**Short task**
Rewrite in full every line from the one containing "Task: mark the foliage" through the end of the items, both ends included. Add 65 to each x and y coordinate in the answers and leave all other text unchanged.

++++ Extracted material ++++

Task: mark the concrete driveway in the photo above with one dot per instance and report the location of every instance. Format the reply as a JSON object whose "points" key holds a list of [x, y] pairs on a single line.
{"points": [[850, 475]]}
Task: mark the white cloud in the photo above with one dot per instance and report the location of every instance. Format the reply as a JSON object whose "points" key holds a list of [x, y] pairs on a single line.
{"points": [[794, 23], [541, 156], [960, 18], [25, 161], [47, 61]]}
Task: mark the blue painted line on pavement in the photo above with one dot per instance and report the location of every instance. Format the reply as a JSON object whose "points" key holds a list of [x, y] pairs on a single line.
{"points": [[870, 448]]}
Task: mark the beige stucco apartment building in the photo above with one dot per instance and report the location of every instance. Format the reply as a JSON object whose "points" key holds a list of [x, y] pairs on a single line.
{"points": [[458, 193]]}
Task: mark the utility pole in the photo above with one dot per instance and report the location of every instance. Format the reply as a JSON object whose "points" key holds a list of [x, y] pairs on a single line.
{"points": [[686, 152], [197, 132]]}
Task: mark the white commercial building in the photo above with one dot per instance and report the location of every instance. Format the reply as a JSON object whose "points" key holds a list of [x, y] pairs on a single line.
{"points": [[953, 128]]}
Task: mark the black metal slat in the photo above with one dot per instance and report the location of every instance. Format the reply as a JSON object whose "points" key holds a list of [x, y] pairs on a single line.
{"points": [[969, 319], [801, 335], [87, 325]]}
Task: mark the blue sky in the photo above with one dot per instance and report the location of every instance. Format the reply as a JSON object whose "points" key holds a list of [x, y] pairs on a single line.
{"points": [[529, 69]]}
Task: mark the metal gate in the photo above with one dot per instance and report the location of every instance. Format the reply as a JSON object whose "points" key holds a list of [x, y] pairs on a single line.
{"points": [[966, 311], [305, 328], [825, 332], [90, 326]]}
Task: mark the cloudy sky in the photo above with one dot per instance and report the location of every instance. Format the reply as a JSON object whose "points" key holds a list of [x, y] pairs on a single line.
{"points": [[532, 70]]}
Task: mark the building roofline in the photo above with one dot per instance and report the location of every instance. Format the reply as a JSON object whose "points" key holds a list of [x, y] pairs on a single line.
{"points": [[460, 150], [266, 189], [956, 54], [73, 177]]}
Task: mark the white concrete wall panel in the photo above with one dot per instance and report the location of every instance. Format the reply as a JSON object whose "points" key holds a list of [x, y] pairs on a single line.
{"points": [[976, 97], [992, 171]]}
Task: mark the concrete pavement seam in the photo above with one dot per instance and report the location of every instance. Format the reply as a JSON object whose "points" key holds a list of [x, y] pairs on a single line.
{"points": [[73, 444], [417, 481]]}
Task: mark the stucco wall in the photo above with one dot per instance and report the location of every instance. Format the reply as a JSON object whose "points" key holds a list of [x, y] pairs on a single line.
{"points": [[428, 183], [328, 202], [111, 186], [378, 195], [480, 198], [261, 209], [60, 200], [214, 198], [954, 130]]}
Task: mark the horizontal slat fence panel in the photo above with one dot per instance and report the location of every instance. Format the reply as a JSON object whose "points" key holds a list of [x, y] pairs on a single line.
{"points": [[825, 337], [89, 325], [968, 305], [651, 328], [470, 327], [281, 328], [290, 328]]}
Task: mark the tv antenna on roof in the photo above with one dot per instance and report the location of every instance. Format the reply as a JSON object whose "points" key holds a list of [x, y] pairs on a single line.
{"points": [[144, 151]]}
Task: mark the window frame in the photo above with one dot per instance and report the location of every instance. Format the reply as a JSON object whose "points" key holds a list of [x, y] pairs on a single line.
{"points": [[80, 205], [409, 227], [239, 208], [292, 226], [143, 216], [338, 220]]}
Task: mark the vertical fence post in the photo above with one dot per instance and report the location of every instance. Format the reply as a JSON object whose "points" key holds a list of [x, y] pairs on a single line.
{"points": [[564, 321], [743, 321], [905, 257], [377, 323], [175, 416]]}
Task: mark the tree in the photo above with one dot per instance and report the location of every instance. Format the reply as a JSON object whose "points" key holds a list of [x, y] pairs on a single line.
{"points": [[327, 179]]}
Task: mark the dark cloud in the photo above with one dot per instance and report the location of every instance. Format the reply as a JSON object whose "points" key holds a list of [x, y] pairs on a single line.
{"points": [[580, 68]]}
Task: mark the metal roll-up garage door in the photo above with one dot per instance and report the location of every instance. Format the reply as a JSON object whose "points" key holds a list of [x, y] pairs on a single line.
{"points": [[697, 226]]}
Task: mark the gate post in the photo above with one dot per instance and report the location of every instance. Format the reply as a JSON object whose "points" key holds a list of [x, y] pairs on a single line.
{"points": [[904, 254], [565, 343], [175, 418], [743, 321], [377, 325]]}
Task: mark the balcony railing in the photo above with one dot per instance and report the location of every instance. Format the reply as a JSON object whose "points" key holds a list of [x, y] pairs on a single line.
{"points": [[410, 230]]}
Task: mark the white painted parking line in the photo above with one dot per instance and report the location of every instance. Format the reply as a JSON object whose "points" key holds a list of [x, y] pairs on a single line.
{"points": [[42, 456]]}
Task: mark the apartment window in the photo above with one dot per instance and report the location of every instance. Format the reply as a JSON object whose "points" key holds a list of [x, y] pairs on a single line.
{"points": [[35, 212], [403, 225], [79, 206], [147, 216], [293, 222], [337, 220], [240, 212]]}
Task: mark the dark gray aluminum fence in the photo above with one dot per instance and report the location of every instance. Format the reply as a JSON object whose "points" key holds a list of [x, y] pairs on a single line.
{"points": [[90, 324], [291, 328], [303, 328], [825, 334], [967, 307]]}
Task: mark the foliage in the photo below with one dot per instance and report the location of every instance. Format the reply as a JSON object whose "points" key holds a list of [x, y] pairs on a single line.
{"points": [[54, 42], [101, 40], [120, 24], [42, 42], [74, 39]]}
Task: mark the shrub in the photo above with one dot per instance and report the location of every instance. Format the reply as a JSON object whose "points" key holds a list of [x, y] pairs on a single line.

++++

**Task output**
Task: mark the foliage in the photo below with one dot per instance and report the location of every instance. Format the reply as a JSON object whose "points" key holds a list of [x, y] pairs on a single line.
{"points": [[119, 107], [166, 105], [185, 89], [107, 107], [139, 104]]}
Task: mark the shrub in the photo above with one dot per instance and report the location of every instance. Format the reply as a JSON object whose "points" key holds a list of [x, y] pairs on a single line.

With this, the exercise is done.